**Goal of the exercise**
Copy every line of the entries below that contains the word "table".

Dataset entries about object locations
>>>>>

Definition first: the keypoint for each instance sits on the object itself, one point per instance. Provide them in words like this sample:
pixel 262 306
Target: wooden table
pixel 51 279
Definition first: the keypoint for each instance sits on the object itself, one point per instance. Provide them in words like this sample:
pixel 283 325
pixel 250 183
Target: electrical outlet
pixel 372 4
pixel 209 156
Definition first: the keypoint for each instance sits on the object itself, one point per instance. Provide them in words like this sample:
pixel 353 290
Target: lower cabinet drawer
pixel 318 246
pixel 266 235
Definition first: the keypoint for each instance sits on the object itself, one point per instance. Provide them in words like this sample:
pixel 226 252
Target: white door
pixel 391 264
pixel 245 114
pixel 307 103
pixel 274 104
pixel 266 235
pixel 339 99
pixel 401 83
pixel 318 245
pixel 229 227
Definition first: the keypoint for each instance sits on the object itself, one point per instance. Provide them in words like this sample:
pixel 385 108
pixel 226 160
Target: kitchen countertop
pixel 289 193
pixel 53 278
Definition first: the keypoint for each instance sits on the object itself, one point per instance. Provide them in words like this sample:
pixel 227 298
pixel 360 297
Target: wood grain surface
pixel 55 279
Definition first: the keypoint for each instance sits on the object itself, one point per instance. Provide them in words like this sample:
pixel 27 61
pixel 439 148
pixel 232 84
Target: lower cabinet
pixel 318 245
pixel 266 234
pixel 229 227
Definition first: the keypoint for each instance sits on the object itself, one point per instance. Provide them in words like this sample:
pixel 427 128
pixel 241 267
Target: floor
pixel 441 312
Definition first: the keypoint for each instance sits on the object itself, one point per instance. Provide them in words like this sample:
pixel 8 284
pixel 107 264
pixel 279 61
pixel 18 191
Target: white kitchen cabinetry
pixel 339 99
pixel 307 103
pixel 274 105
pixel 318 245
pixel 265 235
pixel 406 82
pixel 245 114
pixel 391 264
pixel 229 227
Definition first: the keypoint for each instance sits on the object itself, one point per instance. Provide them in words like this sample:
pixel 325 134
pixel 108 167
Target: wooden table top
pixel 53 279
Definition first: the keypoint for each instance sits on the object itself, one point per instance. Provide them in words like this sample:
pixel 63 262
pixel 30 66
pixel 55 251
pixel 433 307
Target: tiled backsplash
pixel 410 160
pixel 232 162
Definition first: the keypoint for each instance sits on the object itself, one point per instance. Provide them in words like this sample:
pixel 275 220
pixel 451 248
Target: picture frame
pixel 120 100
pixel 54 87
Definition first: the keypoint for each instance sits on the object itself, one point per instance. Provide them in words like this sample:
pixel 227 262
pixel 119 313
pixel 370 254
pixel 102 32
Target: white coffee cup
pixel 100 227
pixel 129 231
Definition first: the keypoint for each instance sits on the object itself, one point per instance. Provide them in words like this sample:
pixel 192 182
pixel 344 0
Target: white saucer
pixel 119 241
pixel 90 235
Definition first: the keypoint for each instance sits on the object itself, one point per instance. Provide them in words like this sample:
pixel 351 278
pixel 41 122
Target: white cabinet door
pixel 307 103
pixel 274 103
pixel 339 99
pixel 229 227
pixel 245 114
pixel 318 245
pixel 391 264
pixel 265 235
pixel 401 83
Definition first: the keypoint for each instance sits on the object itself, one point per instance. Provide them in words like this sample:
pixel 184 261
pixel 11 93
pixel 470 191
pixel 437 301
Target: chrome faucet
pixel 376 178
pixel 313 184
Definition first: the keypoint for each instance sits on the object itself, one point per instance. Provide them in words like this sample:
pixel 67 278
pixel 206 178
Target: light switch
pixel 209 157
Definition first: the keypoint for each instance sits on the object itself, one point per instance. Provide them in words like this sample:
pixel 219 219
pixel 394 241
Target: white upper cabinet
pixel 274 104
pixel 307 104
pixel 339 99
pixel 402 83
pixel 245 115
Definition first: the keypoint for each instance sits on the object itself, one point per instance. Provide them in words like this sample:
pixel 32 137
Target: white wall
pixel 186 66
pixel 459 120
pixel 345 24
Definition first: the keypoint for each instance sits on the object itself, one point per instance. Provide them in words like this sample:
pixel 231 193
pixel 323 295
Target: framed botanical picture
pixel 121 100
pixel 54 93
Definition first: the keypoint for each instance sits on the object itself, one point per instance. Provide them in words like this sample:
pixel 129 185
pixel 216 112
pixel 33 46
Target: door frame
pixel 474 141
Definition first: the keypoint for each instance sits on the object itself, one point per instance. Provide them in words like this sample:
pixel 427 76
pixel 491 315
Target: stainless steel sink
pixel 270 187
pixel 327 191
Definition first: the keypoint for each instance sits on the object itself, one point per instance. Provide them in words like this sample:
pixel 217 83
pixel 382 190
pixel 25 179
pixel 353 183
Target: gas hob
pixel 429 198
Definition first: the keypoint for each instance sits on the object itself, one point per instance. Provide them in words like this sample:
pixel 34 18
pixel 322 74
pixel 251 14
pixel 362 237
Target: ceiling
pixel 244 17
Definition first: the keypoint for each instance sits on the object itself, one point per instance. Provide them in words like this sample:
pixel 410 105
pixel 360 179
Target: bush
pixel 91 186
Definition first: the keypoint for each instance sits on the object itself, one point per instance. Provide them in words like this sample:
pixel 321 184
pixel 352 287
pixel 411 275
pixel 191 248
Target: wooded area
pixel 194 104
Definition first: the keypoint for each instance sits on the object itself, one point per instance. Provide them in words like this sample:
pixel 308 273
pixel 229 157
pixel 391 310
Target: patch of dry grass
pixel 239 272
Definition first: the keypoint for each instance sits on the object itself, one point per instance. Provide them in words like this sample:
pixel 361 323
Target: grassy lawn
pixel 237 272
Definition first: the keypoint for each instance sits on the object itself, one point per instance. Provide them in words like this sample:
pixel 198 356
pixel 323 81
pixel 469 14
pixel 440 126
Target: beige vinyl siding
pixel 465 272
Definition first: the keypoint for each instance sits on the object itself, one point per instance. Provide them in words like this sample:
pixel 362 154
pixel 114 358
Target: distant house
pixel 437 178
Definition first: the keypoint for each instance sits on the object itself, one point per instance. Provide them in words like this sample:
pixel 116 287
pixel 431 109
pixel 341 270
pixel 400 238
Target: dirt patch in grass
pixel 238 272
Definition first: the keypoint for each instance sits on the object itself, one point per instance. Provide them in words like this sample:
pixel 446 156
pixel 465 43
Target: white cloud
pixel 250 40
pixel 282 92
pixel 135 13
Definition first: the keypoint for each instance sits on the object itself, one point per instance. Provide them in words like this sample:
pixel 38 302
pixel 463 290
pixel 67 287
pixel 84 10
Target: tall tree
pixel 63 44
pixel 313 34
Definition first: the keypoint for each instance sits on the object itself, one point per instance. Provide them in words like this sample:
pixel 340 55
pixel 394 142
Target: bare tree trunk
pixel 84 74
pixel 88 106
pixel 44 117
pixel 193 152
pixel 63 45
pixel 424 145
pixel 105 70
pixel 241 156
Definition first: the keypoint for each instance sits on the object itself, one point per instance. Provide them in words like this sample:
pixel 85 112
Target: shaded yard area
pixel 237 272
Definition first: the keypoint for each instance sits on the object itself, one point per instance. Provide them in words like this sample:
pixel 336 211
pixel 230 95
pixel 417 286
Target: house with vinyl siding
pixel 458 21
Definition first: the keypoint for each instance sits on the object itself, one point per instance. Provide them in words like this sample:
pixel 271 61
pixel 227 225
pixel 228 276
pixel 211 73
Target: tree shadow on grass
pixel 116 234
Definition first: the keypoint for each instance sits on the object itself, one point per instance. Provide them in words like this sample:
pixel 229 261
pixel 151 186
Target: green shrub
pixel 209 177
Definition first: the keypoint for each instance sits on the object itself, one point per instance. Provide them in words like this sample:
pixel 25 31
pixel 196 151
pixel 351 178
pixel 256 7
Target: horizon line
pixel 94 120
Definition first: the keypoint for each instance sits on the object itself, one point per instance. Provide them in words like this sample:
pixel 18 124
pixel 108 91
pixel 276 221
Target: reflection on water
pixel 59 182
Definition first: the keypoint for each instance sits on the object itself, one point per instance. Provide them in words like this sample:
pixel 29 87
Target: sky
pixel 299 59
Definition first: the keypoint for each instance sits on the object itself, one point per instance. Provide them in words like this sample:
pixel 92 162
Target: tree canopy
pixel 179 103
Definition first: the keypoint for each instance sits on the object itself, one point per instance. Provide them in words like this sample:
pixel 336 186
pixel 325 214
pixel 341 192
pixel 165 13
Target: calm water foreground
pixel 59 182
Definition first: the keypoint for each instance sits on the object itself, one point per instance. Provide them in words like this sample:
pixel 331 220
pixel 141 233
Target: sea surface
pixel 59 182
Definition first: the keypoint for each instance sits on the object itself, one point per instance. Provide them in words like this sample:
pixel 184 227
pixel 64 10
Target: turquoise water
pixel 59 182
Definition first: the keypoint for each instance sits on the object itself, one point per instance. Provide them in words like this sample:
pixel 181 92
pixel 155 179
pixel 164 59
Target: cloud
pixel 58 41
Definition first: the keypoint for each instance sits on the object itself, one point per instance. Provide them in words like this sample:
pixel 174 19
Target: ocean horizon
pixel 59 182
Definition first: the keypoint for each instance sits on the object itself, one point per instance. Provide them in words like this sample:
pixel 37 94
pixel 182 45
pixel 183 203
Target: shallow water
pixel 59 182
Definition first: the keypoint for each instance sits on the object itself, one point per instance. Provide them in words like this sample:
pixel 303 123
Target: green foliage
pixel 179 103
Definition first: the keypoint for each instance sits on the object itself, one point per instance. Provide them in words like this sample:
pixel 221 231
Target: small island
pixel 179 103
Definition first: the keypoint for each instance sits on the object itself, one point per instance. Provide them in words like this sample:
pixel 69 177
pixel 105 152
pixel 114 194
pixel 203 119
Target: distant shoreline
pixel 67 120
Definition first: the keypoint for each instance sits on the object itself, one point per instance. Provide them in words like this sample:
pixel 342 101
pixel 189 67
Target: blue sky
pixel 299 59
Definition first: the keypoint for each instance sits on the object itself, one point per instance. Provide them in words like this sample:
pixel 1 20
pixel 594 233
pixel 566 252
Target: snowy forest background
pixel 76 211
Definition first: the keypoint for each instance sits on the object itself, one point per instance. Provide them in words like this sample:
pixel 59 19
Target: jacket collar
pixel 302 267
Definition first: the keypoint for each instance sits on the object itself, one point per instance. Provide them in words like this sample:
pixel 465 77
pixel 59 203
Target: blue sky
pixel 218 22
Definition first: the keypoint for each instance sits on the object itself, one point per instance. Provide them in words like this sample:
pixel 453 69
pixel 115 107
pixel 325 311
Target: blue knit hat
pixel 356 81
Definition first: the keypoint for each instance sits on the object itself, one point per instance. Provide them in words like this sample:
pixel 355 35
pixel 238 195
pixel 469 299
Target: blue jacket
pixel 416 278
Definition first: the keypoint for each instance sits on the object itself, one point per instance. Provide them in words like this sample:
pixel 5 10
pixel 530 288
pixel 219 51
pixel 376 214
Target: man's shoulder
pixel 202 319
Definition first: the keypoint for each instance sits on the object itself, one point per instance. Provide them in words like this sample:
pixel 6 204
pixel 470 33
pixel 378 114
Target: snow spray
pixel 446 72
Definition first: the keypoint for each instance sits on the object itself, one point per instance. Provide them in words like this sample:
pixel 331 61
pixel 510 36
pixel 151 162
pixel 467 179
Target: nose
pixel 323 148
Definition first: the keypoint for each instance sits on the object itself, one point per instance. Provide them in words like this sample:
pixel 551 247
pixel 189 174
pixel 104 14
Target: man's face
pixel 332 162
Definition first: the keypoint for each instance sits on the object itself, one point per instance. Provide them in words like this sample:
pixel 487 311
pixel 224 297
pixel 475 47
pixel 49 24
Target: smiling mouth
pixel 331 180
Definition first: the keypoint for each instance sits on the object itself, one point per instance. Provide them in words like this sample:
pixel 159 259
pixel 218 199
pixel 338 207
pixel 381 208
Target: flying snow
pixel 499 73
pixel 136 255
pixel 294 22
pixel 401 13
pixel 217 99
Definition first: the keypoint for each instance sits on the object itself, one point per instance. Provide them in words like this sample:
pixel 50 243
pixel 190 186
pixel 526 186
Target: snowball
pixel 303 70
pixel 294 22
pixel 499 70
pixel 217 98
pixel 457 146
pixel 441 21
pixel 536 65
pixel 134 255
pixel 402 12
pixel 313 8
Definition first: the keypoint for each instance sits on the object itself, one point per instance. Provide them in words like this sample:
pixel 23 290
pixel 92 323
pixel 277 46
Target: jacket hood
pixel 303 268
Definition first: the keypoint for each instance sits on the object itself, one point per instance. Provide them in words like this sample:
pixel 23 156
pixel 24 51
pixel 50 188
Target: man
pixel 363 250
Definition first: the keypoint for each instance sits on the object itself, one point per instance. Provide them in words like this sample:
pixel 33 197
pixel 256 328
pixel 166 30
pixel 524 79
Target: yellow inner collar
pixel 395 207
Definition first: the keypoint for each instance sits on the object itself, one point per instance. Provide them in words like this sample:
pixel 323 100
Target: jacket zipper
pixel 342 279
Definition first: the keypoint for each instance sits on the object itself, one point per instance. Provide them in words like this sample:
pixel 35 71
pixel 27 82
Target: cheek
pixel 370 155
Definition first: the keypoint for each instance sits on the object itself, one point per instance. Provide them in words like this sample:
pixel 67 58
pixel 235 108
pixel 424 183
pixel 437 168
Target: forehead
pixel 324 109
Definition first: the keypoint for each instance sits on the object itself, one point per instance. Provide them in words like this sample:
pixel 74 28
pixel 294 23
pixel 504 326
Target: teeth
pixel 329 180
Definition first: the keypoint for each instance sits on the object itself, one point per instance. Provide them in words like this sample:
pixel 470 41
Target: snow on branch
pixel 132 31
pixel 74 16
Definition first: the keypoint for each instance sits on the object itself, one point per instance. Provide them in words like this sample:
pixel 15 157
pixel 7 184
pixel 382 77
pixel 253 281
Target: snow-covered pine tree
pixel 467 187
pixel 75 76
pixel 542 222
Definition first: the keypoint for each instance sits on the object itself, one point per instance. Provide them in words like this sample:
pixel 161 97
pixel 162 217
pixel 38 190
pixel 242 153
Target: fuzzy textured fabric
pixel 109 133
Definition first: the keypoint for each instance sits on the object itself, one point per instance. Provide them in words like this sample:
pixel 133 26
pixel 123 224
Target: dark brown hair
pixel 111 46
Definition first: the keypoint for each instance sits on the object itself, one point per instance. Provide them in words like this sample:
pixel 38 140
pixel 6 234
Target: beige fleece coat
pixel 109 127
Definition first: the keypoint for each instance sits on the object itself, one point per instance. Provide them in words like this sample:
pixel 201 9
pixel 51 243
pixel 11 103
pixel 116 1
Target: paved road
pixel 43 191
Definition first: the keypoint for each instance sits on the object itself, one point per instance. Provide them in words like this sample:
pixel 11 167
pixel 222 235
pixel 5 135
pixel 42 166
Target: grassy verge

<<<<<

**Solution**
Target: wooden table
Target: wooden table top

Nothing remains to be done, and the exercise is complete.